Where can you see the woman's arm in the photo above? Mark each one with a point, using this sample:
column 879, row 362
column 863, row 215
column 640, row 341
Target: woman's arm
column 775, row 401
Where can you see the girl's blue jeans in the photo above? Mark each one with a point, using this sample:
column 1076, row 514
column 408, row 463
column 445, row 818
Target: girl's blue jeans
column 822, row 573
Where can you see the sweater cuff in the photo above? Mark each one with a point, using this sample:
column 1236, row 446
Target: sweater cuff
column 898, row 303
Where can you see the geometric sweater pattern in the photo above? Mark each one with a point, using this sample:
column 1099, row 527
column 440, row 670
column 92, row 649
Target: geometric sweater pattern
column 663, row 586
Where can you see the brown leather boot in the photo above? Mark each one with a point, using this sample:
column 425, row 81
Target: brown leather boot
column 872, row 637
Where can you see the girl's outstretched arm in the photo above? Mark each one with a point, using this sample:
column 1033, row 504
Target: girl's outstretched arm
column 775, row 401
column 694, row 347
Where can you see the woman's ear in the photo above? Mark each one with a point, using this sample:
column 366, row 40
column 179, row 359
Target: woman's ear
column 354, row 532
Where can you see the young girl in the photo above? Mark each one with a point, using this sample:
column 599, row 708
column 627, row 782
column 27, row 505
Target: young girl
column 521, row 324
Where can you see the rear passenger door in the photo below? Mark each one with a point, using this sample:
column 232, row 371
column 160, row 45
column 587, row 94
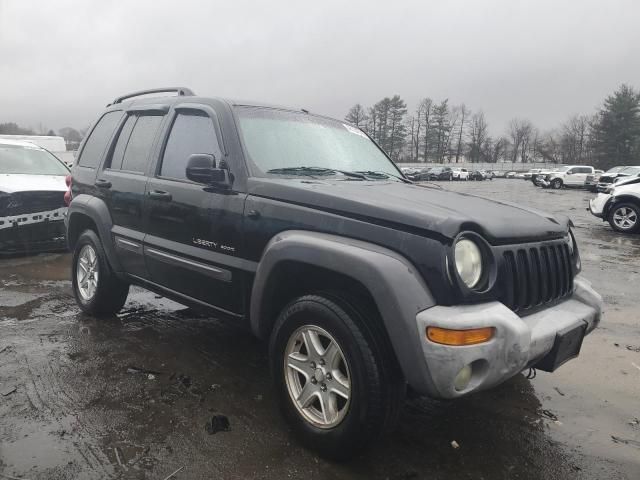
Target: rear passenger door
column 190, row 227
column 122, row 183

+++

Directions for this task: Reproduce all of the rows above word for word, leaving out the pictures.

Output of the exercise:
Where can you see the woman's arm in the photo above? Mark each one with a point, using this sample:
column 879, row 362
column 863, row 215
column 640, row 341
Target: woman's arm
column 775, row 401
Where can you see the girl's blue jeans in the photo above? Mark each one with a point, using this sample:
column 1076, row 514
column 408, row 463
column 445, row 818
Target: girl's blue jeans
column 822, row 573
Where can you see the sweater cuff in the photo above? Mark each one with a point, using this sample:
column 1236, row 446
Target: sweater cuff
column 898, row 303
Where can you see the geometric sweater pattern in the photo above? Mark each one with a point, using this sample:
column 1099, row 527
column 440, row 670
column 92, row 649
Target: geometric sweater pattern
column 663, row 586
Where can you see the brown leather boot in the photo above? Mark each one with a point, using this sample:
column 425, row 81
Target: brown leather boot
column 872, row 637
Where can you see the girl's outstretched arm in the photo above? Mark each one with a point, using this sample:
column 1033, row 504
Target: girl's outstretched arm
column 775, row 401
column 694, row 347
Where can you see the woman's ear in the photo above? Mark each one with a point, using this sample:
column 366, row 40
column 179, row 359
Target: woman's ear
column 354, row 532
Where can you see the young girl in the photo above? Mark each one with a point, using this sample:
column 599, row 708
column 627, row 782
column 27, row 505
Target: young girl
column 521, row 324
Where can you see the rear passenger door in the photo below? Mark each one with a point, using this sample:
column 232, row 371
column 160, row 45
column 587, row 94
Target: rear passenger door
column 190, row 227
column 122, row 183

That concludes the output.